Travail demandé:
A: D'après le texte sur le franc CFA, en quelle année le Sénégal a-t-il rejoint la catégorie des Pays les Moins Avancés ?
B: Reproduisez fidèlement le passage du texte sur le franc CFA qui commence par « Peter Doyle, ancien » et se termine par « développement économique ? ».

Texte source:
------------------------------

Peter Doyle, ancien économiste du FMI, a donné l’exemple de l’Eswatini (ex-Swaziland) qui a un taux de change fixe avec la monnaie sudafricaine. Dans les années 1960, l’Eswatini avait environ le même niveau de revenu réel par habitant que le trio Niger, Burkina Faso et Mali. 50 ans plus tard, l’Eswatini, avec des taux d’inflation comparativement plus élevés, a enregistré un niveau de réel par habitant cinq fois supérieur.
Le Franc CFA a-t-il favorisé le développement économique ?
Non. La Côte d’Ivoire est le pays le plus grand par la taille économique dans la zone franc. Selon les indicateurs de la Banque mondiale, son meilleur niveau de PIB réel par habitant remonte à 1978, niveau qui n’a toujours pas été « rattrapé ». Les sept autres pays de l’UEMOA sont classés parmi les Pays les Moins Avancés (PMA), catégorie créée dans les années 1970. Le Sénégal a rejoint cette catégorie en 2000 et n’en est toujours pas sorti. En effet, c’est en 2014 que le Sénégal a retrouvé son meilleur niveau de PIB réel par habitant qui date de 1961. Quant au Niger, son PIB réel par habitant de 2022 est inférieur de 37% à son meilleur niveau qui date de 1965 ! La Guinée-Bissau, ex-colonie portugaise a obtenu son meilleur niveau de PIB réel par habitant en 1997, année de son entrée dans l’UEMOA. Depuis lors, son appauvrissement a été le prix à payer pour mettre fin à son record impressionnant d’instabilité macroéconomique et politique !
En Afrique centrale, le Gabon a actuellement un niveau de PIB réel par habitant inférieur de presque de moitié à son meilleur niveau qui date de 1976. Le Cameroun n’a pas encore « retrouvé » son meilleur niveau de PIB réel par habitant qui remonte à 1986. La Guinée équatoriale, petit pays pétrolier, qui a connu des taux de croissance économique monstrueux à la fin des années 1990 jusqu’au milieu des années 2000 a vu son revenu réel par habitant diminuer de 59 % entre 2008 et 2018, alors que le pays n’est pas en guerre ou sous sanction…mais, par contre, utilise une monnaie arrimée à l’euro : le franc CFA.
Y a-t-il des pays pétroliers qui ont fixé leur monnaie à l’euro ?
Le FMI publie chaque année la classification des régimes de change et des cadres de politique monétaire à travers le monde. On constate que les seuls pays pétroliers et gaziers au monde à avoir fixé leur monnaie uniquement à l’euro sont les pays CFA. Ce « choix » qui défie le bon sens économique et qui est contraire aux intérêts de ces pays s’explique par des raisons politiques – la France a toujours voulu avoir un contrôle sur ses ex-colonies et avoir la possibilité d’acheter leurs ressources dans sa monnaie dans un monde dominé par le dollar américain. La conséquence, notamment pour les pays pétroliers en Afrique centrale, est la création de rentes pour le secteur financier français : ces pays sont dans l’obligation de convertir en euro la moitié de leurs réserves officielles de change et de les déposer auprès du Trésor français…alors que l’essentiel de leur commerce extérieur est libellé en dollar.

------------------------------

Entrées fournies:

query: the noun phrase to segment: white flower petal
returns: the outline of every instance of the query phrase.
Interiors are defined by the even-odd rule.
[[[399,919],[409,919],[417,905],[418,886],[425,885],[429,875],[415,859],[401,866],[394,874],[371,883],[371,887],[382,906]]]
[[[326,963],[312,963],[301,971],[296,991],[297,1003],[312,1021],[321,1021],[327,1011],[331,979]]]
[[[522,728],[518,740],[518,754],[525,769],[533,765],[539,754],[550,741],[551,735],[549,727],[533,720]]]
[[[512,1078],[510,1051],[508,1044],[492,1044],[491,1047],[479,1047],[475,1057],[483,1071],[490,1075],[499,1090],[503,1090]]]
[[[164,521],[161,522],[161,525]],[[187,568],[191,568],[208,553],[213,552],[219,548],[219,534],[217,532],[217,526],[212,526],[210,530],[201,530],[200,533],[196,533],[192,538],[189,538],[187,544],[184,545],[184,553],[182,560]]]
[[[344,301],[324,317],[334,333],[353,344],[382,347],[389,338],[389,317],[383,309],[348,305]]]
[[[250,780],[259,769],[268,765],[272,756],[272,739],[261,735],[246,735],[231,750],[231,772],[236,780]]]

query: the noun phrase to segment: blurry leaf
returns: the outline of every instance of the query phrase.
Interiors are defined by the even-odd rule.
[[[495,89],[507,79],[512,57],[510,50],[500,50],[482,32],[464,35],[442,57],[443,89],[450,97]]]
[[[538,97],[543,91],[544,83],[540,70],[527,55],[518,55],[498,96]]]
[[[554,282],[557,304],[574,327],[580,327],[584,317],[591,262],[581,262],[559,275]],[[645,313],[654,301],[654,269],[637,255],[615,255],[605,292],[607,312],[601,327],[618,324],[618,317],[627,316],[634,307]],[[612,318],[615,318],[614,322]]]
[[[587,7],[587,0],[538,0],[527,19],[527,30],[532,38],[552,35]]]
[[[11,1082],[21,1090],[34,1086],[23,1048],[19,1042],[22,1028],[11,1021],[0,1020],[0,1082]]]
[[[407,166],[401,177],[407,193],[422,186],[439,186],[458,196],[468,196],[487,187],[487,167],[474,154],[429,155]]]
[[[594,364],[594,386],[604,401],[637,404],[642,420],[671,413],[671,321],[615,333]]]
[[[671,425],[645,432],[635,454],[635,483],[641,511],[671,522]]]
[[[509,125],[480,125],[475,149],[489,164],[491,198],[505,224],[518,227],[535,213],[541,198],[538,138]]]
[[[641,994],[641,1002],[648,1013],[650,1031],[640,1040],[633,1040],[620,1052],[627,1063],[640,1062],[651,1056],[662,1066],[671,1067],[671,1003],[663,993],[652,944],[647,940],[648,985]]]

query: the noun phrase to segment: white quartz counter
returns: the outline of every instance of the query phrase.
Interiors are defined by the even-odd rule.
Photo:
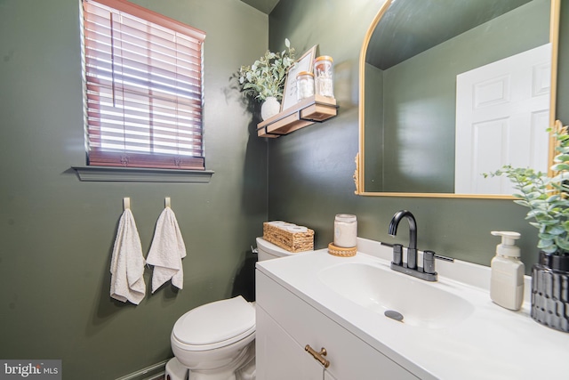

------------------------------

Corrigé par tâche:
A: En 2000.

B:
Peter Doyle, ancien économiste du FMI, a donné l’exemple de l’Eswatini (ex-Swaziland) qui a un taux de change fixe avec la monnaie sudafricaine. Dans les années 1960, l’Eswatini avait environ le même niveau de revenu réel par habitant que le trio Niger, Burkina Faso et Mali. 50 ans plus tard, l’Eswatini, avec des taux d’inflation comparativement plus élevés, a enregistré un niveau de réel par habitant cinq fois supérieur.
Le Franc CFA a-t-il favorisé le développement économique ?